## DOCUMENT EXTRACT:
□ □ □ □ □
Custom homebuilder buys custom cabinet shop
January 7, 2020 | 10:01 am CST
Great Lakes Fine Cabinetry, located in the Upper Peninsula of Michigan, builds custom cabinetry and is planning to expand its product line to include custom closets and home organization systems. Recently, the company was acquired by homebuilder Dan Arbic, owner of Arbic Construction.
Arbic has been building homes since he graduated from college. Along with his wife, Kim, they initially started building modular homes in the early 1990s. Because of the quality of their work and attention to details, they were soon encouraged to build custom homes by a gentleman who eventually became the mayor of Arbic’s hometown, Sault Ste. Marie, Michigan.
“Well, if you can do such a good job making these modulars look good, why don’t you build me a house?” he asked Arbic.
“So, that was it, we just started building [custom] homes,” Arbic said. That shift occurred around 1995 and Arbic Construction has been designing and building custom homes ever since. That was also the time period when Arbic began working with Great Lakes Fine Cabinetry.
As Arbic started building more high-end homes, he realized the need for high-end cabinetry for the interiors. He initially used box cabinets from the local lumberyard where his father-in-law worked but soon realized higher quality and a faster repair turnaround time were necessary, especially if a cabinet was delivered damaged or late.
“I kept running into the same snag that everybody does, where the quality may not have been perfect, but the main problem was, something would come in damaged,” he noted. “I’d work hard to win over the customer. The project would be going great, and then a kitchen cabinet would come in damaged and now we’re delayed three to four weeks, and back then, we were building homes in 90 days turnkey.”
Arbic decided to contact Great Lakes Fine Cabinetry, then located on nearby Drummond Island, Michigan – a small island on Lake Huron between the Michigan mainland and the Canadian border that could only be reached by ferry.
“So, after getting frustrated enough I went to them and said, ‘I’ll give you a shot. I’ll let you in on a couple of houses. My main question is simple: If you guys come and there’s something wrong, something damaged, anything like that, how fast can you get it fixed and make my customer happy?’ And they said, ‘Three to five days.’ So, that was it. I started doing business with them and I never turned back, and they made my life pretty easy.”
Because of the company’s ability to do customized projects and their quality design work and construction of cabinets, Arbic maintained a relationship with Great Lakes for over 15 years until 2016 when the former owners approach him about buying the company.
“They came to me with this sale, and I’ve always kind of wanted to do something else – not that I wanted to get out of building, but I just kind of wanted to do something [different],” Arbic explained.  “And I’ve always admired how these guys were so efficient and the quality of their product was second to none. So, I asked my wife to entertain the idea.”
What sealed the deal was bring on Ken Lincoln, who had become Arbic’s salesman at the local lumber store after his father-in-law retired. “He was a pretty good fit for helping run this company,” Arbic said. “So, before we bought Great Lakes Fine Cabinetry, I went to Ken and asked him if he was interested in changing over and trying something new, and he agreed.”
Lincoln is an integral part of the company, wearing a lot of hats from designer to general manager of the shop and showroom.

Moving a cabinet shop

Great Lakes Fine Cabinetry’s location on Drummond Island was perfect for the previous owner because he lived there but the remote location and limited access proved to be a challenging commute for Arbic and his employees.
□ □ □ □ □
## INFORMATION SUPPLIED:
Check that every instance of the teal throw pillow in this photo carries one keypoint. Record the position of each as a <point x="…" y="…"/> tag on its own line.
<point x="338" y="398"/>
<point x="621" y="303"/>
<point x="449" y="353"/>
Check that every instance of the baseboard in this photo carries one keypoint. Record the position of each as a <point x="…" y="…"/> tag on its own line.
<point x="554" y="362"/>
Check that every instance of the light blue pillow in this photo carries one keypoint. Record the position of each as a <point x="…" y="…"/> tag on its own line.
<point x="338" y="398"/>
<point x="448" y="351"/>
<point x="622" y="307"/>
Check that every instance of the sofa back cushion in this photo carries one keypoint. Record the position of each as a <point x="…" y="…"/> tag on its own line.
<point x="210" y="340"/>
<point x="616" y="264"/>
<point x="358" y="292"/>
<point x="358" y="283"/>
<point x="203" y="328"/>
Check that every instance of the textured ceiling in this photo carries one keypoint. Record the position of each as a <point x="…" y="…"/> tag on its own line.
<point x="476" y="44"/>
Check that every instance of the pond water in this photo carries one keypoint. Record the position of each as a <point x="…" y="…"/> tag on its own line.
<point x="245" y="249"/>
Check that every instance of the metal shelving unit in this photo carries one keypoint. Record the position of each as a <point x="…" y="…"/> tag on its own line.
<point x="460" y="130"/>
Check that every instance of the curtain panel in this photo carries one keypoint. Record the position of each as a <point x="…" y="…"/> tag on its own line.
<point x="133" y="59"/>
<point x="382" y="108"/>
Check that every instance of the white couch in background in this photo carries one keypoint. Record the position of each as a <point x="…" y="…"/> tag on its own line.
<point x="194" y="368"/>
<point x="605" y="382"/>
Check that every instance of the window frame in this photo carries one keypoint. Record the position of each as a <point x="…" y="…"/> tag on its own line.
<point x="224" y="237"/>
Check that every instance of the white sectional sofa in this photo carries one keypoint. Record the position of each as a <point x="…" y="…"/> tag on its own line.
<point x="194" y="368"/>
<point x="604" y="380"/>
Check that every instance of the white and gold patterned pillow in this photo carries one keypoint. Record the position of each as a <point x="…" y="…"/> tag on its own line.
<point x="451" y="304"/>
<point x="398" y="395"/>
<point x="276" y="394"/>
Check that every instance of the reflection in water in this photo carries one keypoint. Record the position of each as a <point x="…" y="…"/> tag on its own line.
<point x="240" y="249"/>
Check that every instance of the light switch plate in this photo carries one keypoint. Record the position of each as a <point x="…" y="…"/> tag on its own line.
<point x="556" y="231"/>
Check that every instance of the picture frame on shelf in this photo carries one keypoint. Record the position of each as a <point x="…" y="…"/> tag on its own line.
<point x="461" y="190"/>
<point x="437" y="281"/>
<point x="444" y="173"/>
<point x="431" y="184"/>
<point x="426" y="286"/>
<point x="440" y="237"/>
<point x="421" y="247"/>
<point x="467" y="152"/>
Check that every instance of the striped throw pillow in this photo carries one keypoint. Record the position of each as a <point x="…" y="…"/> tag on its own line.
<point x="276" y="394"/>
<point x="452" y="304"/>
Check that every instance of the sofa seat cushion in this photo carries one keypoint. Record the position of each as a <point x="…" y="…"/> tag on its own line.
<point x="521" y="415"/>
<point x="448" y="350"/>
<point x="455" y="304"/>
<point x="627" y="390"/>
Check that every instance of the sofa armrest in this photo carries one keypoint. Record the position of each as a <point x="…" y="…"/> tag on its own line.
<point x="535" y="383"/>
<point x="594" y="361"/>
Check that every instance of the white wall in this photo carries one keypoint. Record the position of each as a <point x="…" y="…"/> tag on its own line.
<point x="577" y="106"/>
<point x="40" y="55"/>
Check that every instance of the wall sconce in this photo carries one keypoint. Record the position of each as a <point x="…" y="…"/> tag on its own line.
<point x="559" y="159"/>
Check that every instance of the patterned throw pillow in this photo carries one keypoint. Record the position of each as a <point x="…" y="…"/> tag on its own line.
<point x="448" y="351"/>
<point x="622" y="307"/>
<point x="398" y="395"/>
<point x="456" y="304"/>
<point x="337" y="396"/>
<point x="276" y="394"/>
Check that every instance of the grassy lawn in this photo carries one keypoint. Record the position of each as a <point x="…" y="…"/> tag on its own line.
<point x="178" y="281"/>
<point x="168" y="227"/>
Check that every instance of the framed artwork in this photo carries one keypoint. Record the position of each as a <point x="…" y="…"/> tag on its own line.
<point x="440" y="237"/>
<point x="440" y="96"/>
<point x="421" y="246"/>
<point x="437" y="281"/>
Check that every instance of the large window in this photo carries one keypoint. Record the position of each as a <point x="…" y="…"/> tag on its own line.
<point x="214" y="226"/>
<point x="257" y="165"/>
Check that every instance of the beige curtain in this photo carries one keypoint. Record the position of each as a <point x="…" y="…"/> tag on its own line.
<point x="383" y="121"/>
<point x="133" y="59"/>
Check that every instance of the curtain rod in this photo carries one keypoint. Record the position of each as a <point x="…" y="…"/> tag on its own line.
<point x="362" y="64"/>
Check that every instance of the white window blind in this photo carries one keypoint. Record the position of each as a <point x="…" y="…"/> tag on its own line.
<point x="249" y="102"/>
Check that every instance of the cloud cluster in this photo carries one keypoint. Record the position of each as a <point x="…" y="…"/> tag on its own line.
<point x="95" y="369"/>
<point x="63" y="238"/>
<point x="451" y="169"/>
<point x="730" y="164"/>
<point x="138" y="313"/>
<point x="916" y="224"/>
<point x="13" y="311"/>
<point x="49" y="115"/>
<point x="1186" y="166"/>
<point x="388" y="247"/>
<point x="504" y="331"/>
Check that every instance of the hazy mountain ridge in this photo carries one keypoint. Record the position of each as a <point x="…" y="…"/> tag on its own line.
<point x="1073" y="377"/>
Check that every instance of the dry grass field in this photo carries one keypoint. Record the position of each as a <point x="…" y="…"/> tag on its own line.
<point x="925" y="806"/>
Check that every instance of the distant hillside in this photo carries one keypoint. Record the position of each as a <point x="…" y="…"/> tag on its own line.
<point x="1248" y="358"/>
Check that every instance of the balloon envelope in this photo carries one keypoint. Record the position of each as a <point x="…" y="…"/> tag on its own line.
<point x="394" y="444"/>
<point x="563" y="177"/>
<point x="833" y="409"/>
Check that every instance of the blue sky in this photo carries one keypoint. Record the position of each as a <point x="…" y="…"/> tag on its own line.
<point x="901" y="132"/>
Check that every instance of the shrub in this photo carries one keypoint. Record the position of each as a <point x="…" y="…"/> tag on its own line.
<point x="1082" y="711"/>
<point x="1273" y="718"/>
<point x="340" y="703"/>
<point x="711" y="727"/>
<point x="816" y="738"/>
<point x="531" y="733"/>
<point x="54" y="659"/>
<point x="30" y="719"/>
□ □ □ □ □
Continue the article about the cabinet shop acquisition from its final sentence, without repeating any of it.

“It’s an hour from here and then a ferry ride. So, a lot of people used to drive into work. Around here, we drive 10 or 15 minutes to everything, so driving an hour, and then taking a ferry was quite a deal, especially once we brought all my carpenters in to start building cabinets. They  really didn’t enjoy that drive every day. So, we moved the company here. We bought it in May 2016 and by the following October, we moved in here.”
Opening the new location in Sault Ste. Marie took about two months to complete before Great Lakes reopened in December 2017. The facility is 15,000 square feet with 11,000-square-feet of manufacturing space and 4,000 square feet of showroom space. Great Lakes has three people who work the showroom and five people who work in the shop plus two installers.
“We went two months without building cabinets, so we had a little bit of a backlog in the transition from moving,” Arbic said. “We found out just how hard it is to move a manufacturing plant.”
The process was made even more challenging because four to five semi loads of equipment had to be removed from Drummond Island by ferry. The move itself only took approximately a week but the rest of the time was needed to set up the new manufacturing facility, built by Arbic Construction.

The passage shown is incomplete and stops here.